## WORK ITEM
Below are records; count the lines among them that include the string "cloud", and state only the number.
━━━ RECORDS SHOWN
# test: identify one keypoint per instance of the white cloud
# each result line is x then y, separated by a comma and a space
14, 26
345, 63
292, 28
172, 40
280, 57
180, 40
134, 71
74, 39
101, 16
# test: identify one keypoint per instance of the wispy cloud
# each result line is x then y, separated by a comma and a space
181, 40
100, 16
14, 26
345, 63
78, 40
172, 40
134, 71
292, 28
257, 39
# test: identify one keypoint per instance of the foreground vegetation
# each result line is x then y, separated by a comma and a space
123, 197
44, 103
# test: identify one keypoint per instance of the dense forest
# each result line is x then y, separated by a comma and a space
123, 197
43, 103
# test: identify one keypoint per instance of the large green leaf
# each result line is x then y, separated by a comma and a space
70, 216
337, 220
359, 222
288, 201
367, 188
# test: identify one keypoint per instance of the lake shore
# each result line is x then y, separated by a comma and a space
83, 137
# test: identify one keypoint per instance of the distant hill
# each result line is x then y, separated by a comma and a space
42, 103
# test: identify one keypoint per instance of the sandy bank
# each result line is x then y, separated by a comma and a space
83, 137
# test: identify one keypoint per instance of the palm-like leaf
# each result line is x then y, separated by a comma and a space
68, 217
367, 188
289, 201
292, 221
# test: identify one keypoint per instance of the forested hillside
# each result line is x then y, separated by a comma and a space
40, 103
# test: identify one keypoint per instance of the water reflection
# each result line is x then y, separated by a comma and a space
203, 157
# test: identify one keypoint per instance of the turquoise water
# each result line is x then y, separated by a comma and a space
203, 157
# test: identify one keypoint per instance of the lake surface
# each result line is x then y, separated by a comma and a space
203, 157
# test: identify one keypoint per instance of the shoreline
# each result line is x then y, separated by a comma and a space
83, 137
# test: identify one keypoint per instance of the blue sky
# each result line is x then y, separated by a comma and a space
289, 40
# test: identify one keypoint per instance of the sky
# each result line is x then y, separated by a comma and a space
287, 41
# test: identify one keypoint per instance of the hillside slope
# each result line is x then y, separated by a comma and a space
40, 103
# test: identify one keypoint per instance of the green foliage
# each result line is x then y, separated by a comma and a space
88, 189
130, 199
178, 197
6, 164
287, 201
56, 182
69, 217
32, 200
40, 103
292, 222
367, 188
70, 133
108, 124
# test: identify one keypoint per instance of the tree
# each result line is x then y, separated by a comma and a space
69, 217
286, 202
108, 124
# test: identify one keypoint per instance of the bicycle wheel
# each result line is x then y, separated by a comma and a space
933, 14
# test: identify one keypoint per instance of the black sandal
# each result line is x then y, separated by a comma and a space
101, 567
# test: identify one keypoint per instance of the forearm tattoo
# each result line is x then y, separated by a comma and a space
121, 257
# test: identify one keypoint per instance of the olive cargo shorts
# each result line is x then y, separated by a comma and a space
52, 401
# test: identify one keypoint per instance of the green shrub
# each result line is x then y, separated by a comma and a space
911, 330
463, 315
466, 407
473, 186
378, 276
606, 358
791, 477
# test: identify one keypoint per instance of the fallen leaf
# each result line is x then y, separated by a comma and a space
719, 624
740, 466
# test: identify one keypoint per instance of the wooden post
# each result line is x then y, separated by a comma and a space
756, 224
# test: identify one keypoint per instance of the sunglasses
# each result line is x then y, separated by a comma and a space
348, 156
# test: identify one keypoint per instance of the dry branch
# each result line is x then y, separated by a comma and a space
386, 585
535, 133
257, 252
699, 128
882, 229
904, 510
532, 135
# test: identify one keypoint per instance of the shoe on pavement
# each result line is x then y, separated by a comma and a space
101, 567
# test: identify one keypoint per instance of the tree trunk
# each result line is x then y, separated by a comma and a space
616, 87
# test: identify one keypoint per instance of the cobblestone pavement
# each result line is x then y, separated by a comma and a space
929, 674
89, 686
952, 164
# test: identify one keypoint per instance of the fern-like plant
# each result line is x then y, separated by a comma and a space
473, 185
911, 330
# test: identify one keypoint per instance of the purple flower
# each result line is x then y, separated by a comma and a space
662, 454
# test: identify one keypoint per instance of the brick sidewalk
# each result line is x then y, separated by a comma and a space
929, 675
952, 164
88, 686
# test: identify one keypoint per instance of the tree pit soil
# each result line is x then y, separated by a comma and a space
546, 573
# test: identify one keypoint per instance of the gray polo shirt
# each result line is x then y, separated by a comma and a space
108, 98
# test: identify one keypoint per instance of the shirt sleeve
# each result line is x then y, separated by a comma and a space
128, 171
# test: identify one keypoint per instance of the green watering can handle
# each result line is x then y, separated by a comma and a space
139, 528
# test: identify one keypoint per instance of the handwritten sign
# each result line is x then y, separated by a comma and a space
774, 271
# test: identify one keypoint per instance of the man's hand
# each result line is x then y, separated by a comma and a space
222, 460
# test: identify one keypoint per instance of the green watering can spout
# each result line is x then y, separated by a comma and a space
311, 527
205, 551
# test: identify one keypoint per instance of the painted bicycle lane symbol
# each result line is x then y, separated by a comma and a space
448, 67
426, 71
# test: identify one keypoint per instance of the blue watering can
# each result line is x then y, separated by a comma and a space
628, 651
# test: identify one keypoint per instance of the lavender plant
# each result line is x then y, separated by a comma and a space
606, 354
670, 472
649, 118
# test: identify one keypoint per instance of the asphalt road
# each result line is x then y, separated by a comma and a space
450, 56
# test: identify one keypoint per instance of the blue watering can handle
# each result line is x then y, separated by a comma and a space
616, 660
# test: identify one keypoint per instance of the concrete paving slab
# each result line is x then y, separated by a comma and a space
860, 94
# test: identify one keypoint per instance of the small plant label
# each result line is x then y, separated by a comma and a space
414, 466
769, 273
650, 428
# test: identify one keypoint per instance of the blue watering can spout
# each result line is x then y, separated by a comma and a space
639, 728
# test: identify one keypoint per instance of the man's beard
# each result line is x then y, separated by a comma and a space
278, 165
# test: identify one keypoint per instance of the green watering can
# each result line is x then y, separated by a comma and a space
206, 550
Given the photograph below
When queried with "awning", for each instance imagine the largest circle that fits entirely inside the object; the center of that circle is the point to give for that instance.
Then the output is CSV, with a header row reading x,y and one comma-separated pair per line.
━━━━━━
## EXERCISE OUTPUT
2